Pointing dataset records
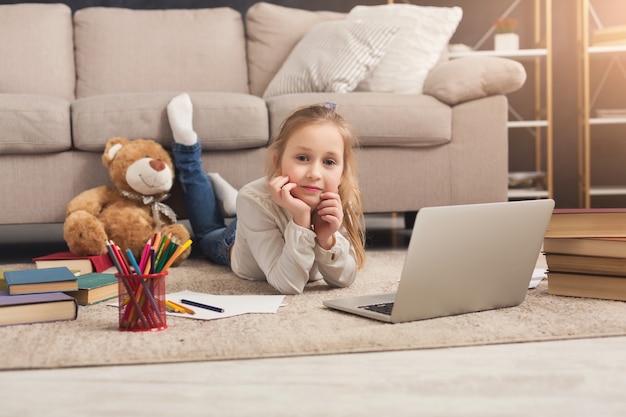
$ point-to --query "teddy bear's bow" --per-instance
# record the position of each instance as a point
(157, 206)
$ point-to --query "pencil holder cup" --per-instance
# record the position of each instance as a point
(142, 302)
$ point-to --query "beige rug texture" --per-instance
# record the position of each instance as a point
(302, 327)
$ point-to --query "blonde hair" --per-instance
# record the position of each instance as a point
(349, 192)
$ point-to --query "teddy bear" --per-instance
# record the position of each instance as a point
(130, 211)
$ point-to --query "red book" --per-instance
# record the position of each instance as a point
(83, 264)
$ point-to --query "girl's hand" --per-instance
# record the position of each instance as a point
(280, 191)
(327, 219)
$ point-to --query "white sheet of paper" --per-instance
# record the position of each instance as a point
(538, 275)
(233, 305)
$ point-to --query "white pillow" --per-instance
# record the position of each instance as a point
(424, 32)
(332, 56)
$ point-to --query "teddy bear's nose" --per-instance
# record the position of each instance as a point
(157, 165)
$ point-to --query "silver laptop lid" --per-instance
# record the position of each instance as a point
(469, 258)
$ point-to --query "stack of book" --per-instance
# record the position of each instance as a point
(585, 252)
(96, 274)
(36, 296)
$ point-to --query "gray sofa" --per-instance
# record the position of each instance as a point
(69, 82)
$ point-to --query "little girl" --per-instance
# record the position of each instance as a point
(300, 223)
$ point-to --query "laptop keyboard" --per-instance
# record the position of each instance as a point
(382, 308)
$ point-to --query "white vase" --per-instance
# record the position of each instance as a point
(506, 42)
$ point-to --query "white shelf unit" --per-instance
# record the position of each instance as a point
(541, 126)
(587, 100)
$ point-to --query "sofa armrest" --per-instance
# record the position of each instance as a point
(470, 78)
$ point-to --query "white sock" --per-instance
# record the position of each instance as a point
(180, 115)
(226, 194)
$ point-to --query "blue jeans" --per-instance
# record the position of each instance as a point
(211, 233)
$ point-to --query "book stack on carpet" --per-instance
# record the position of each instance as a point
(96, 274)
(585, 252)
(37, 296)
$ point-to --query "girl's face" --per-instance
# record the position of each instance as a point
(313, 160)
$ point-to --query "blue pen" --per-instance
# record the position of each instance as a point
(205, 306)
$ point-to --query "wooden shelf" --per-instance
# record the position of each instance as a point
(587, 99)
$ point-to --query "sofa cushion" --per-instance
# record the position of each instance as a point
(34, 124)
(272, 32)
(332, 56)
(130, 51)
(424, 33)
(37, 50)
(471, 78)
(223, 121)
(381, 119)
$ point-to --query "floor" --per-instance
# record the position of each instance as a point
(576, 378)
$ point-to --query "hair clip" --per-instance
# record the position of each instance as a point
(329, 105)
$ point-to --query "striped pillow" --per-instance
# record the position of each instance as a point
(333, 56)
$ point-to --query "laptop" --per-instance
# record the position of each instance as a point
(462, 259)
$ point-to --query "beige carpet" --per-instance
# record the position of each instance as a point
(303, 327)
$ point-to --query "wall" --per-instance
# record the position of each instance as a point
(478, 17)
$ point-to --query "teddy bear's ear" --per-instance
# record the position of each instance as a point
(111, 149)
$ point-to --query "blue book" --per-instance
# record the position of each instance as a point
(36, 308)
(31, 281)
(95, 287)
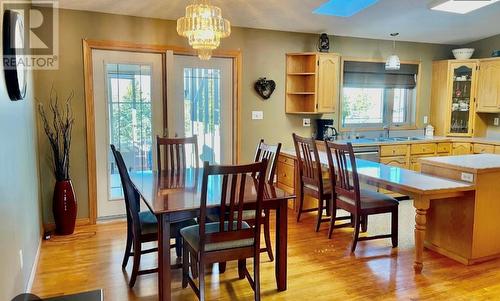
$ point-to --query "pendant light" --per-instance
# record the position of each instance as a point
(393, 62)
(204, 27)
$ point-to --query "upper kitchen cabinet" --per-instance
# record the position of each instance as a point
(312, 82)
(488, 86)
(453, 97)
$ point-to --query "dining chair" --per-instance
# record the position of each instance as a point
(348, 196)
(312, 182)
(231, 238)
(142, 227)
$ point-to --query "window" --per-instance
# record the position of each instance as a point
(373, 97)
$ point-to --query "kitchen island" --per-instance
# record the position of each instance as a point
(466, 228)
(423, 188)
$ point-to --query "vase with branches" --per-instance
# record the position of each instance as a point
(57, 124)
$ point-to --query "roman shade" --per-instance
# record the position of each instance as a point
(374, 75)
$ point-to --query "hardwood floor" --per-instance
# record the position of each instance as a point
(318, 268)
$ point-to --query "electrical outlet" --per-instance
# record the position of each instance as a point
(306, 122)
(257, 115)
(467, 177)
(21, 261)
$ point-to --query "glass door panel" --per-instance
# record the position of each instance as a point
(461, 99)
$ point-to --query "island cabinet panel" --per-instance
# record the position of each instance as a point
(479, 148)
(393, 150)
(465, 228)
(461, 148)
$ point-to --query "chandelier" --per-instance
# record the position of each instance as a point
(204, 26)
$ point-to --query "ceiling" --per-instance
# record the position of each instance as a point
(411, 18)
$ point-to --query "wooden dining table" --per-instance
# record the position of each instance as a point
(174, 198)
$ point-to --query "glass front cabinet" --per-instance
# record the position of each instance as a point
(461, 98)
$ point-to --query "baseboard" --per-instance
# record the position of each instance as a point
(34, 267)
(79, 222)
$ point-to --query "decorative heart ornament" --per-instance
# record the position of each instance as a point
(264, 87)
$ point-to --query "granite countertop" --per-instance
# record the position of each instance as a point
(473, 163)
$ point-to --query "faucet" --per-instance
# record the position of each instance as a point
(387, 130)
--
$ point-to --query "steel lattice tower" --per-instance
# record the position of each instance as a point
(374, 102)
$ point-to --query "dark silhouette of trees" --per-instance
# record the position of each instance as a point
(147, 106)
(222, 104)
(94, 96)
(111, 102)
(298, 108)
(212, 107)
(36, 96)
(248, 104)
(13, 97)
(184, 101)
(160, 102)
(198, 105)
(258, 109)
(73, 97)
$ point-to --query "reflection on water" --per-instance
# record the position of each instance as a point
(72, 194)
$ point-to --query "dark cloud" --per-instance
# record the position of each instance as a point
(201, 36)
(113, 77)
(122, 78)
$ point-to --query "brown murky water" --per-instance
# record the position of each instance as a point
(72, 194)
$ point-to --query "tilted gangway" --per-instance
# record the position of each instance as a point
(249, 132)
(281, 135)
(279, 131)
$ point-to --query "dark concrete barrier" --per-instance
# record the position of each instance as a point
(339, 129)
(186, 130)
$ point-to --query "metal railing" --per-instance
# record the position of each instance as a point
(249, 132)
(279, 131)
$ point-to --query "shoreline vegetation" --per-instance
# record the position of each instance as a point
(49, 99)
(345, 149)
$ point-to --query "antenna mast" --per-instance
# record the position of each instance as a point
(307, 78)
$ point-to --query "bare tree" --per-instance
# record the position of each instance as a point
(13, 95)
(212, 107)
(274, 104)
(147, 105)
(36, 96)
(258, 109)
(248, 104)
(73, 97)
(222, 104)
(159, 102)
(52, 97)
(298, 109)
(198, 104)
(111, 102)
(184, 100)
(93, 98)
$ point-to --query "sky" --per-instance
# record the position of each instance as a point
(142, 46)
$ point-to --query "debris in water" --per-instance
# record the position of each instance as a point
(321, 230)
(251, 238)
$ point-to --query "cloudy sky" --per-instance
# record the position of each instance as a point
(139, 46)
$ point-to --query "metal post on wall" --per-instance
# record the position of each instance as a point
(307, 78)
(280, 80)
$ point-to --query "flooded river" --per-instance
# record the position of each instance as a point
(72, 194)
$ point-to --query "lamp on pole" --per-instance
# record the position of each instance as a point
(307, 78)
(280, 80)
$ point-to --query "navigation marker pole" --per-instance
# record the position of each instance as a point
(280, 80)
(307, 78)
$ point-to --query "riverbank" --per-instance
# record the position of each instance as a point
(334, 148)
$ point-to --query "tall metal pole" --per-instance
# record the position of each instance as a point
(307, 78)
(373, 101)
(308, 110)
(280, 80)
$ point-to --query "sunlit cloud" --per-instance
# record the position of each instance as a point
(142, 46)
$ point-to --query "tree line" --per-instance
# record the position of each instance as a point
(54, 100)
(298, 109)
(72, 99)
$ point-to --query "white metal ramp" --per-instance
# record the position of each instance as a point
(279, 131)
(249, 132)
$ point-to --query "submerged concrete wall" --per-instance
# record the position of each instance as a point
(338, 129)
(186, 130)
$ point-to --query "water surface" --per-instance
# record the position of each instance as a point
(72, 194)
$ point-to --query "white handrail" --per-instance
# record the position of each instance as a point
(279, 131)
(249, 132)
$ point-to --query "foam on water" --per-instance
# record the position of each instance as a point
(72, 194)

AIM OF THE EXERCISE
List every line of the records that contains the string "girl".

TASK OUTPUT
$ point-to --query "girl's hand" --per-instance
$ point-to --query "little girl" --per-instance
$ point-to --query "girl's face" --per-instance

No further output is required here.